EXERCISE BRIEF: Repeat, exactly and alone, every line from the line that contains "Keypoint placement for each instance of the blue square" to the end of the entries.

DATASET CONTENT:
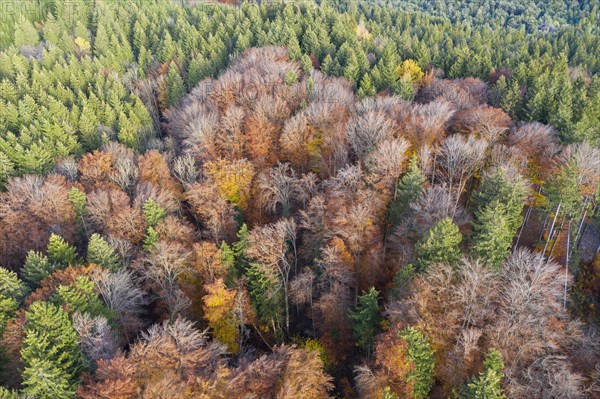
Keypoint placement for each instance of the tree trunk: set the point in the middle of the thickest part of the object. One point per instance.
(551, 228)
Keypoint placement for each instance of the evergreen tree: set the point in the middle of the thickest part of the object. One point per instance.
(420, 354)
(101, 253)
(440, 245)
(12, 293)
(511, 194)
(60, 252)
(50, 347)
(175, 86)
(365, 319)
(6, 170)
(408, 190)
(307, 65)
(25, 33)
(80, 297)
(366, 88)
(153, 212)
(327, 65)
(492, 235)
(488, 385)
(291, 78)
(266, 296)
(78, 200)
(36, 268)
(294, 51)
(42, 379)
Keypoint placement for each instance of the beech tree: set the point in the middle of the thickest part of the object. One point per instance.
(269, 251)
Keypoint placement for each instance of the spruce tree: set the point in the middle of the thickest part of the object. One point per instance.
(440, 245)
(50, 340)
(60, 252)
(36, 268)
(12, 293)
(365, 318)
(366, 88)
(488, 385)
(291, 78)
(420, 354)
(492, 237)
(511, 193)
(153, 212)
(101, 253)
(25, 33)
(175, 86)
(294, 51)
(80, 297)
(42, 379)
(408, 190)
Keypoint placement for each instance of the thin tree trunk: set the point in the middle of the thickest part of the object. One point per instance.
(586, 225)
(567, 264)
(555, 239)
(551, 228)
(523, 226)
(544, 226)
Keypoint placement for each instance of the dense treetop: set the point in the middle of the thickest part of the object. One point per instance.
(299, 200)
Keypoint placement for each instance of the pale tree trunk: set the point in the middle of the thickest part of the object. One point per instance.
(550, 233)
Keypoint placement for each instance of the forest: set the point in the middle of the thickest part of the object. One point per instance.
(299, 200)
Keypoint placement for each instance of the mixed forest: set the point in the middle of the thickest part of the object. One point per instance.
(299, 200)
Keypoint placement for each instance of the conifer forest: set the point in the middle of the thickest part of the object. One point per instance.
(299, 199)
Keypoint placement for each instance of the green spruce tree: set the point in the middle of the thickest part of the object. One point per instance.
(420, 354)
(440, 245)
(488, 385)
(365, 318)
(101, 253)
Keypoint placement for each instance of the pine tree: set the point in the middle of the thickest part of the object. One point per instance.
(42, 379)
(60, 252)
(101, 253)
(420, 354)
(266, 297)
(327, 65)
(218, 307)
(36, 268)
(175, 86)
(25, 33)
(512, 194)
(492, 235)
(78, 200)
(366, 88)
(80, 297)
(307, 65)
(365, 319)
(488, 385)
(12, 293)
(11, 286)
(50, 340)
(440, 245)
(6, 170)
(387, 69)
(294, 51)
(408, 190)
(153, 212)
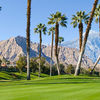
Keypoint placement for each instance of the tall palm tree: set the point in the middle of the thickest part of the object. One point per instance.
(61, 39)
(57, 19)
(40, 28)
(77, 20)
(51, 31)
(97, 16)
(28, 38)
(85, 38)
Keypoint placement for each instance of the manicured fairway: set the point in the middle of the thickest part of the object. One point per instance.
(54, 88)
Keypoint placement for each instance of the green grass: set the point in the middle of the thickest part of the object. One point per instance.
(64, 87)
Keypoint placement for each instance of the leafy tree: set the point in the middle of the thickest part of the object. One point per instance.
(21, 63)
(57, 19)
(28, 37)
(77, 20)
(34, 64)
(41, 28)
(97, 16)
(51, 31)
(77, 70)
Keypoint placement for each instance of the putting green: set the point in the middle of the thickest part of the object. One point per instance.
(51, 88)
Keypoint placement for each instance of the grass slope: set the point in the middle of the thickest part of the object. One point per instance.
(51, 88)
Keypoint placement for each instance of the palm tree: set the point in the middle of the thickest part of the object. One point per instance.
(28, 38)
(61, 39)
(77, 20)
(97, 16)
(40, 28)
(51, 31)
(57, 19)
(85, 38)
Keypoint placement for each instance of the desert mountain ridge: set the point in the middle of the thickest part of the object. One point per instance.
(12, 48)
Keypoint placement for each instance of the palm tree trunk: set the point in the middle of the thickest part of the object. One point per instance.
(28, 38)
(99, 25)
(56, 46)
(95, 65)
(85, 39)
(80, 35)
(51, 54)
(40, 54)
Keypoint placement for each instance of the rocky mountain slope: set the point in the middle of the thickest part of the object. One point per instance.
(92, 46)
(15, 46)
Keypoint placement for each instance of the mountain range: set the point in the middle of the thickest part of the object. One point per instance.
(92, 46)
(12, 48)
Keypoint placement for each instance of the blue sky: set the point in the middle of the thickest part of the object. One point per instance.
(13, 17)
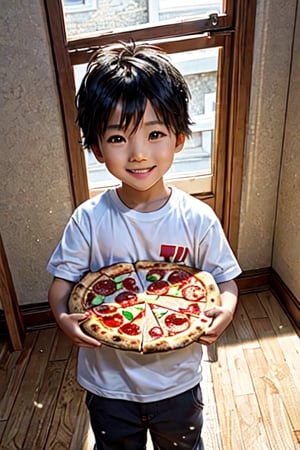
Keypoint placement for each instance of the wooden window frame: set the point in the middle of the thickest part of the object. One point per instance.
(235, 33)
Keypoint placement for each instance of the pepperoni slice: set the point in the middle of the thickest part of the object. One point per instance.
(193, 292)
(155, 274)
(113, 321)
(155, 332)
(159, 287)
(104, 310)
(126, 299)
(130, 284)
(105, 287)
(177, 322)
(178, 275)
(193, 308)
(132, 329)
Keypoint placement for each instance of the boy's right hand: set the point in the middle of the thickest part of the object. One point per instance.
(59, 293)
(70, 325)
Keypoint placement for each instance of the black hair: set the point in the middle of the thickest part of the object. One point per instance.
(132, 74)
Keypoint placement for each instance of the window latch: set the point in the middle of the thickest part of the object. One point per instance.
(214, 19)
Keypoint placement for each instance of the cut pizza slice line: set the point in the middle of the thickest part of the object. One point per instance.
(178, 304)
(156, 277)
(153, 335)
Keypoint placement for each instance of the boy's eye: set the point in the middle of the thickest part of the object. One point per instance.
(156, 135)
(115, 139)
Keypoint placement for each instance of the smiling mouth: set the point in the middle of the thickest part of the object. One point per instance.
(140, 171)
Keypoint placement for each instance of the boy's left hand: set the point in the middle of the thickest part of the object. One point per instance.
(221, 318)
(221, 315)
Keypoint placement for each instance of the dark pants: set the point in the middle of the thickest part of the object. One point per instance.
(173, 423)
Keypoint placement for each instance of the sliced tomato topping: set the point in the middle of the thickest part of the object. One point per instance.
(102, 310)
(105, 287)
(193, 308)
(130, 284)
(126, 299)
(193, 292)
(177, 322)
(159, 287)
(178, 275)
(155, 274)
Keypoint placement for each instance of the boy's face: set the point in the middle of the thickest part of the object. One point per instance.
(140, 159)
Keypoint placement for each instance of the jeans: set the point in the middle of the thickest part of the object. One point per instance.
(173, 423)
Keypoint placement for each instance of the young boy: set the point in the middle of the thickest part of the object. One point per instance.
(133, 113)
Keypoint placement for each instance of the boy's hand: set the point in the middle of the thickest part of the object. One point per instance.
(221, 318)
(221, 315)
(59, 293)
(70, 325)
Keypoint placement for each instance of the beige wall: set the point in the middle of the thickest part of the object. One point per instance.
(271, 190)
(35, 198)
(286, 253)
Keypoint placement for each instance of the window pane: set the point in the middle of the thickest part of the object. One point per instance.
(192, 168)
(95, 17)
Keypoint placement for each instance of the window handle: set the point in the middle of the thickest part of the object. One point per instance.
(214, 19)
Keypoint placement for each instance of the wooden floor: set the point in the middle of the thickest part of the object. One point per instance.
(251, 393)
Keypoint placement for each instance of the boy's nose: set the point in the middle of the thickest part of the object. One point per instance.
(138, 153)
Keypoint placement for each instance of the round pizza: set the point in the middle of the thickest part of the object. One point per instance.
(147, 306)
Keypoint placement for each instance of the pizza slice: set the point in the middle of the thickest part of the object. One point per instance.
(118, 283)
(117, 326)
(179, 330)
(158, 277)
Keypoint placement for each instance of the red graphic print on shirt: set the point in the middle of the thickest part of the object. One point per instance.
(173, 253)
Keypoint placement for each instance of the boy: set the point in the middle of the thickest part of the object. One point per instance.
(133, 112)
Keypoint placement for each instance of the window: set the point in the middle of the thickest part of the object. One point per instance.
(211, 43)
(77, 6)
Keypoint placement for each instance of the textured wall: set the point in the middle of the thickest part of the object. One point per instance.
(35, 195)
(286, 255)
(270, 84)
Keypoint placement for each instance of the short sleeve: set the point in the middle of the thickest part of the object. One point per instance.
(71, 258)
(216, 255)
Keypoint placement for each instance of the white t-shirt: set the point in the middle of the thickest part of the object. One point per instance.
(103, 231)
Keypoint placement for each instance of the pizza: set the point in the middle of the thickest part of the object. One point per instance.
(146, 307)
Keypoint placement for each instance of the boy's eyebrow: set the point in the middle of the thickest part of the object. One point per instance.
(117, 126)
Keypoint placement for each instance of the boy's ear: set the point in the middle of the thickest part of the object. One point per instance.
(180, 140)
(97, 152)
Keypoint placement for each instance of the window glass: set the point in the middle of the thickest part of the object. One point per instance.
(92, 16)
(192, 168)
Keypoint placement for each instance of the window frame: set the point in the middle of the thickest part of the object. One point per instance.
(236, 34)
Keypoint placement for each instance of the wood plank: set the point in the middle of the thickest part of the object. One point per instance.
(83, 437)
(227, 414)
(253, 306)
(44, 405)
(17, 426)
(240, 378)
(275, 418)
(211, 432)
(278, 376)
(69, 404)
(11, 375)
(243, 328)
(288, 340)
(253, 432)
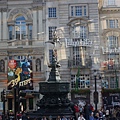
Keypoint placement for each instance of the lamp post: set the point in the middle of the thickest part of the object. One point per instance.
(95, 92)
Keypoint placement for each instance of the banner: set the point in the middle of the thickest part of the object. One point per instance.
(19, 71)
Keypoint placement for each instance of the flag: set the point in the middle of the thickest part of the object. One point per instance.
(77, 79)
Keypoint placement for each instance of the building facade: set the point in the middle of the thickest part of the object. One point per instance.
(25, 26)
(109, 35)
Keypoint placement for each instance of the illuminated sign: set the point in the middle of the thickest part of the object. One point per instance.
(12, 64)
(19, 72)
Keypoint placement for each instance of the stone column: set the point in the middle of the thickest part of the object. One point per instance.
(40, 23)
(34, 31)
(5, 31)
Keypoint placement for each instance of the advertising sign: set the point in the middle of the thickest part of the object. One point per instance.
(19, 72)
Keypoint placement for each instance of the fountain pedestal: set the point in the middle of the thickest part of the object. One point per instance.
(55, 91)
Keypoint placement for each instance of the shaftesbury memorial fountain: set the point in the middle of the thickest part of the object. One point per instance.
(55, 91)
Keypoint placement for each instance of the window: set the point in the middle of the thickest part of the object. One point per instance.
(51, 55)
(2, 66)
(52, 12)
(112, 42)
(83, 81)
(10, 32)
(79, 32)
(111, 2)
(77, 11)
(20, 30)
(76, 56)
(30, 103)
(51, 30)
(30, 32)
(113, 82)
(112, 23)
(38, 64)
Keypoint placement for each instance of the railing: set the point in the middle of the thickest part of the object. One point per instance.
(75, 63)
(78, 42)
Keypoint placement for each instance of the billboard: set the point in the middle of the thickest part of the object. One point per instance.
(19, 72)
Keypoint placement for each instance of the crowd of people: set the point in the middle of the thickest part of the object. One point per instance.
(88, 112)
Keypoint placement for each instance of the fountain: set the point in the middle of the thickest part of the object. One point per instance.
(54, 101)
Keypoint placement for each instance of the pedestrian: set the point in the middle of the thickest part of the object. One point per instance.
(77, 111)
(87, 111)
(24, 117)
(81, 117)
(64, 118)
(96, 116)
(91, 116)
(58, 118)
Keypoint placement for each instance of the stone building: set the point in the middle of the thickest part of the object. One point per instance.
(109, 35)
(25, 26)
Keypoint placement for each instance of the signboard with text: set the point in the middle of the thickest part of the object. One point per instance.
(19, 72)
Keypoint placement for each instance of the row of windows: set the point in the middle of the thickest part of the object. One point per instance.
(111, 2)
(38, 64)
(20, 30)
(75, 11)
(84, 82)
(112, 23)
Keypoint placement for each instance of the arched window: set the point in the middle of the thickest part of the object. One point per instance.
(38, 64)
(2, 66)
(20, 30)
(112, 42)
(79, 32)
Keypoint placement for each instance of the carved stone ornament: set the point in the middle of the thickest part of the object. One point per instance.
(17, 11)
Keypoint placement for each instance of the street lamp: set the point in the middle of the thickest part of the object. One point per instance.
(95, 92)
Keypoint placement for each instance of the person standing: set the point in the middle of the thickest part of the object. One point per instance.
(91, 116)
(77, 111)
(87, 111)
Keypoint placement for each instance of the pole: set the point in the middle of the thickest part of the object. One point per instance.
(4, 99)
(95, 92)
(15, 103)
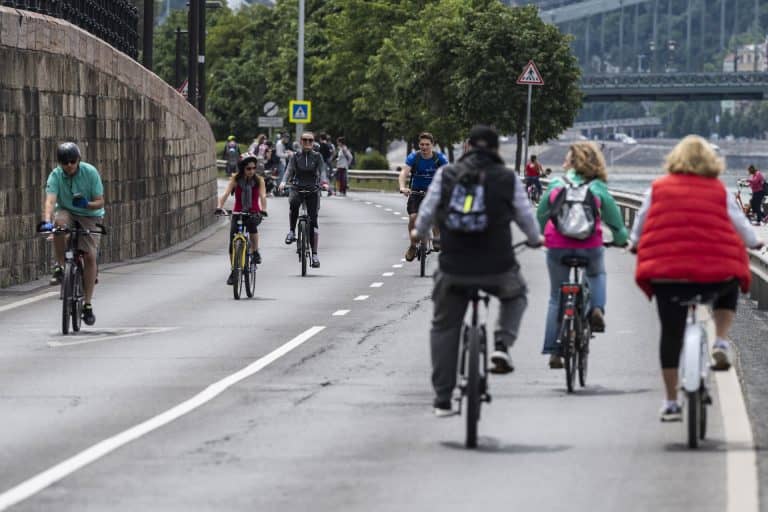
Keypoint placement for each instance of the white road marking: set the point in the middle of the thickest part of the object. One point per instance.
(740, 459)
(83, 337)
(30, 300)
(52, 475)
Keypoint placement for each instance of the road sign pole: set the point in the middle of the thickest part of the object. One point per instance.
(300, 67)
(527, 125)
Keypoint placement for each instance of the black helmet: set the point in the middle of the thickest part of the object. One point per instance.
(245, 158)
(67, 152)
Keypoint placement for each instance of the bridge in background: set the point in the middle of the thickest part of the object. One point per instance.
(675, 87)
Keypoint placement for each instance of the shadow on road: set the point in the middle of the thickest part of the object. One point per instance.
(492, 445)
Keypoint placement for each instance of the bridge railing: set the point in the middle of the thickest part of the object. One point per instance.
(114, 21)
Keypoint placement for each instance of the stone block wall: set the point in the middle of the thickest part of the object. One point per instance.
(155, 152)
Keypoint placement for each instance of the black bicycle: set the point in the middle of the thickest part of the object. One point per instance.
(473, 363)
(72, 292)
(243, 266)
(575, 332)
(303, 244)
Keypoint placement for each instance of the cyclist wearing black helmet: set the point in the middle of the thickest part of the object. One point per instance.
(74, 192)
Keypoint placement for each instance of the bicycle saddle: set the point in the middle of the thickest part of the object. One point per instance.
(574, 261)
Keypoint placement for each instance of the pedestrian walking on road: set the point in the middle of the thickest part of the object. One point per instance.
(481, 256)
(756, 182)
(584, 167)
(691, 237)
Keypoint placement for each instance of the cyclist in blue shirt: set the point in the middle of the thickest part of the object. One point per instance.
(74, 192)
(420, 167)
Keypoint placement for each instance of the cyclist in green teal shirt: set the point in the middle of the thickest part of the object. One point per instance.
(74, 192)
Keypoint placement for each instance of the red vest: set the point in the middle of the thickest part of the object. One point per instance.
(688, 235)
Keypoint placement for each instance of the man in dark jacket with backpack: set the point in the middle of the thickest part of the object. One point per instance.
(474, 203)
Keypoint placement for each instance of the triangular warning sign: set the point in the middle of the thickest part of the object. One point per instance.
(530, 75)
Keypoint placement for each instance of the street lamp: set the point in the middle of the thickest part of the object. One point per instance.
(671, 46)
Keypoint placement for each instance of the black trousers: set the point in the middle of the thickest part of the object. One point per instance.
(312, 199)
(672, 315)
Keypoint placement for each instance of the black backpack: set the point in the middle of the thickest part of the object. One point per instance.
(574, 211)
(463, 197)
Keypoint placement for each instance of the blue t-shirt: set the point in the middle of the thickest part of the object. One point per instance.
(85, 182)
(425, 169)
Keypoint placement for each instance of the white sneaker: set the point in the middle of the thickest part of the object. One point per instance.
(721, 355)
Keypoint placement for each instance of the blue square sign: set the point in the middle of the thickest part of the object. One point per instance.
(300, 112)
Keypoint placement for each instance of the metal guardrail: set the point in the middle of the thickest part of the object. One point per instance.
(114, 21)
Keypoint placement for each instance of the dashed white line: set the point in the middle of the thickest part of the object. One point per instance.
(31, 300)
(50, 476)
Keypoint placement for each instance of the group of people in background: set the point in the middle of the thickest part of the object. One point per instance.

EXERCISE RESULT:
Keypoint placement for each instance of the blue square sign: set the point in the middle of the thickest part of the object. One point per instance.
(300, 112)
Keypoint placement for each instance of the metal guardrail: set the point in the middle of the thickest part of the object. One point per instance.
(114, 21)
Keypoint placement for each instance of the dashed white line: set the point in the middle of the thickest part of the object. One point per instance.
(31, 300)
(50, 476)
Keypoint placement for each instance of the group of people in background: set the point in the middle of the thickest part of the object. One point per instance.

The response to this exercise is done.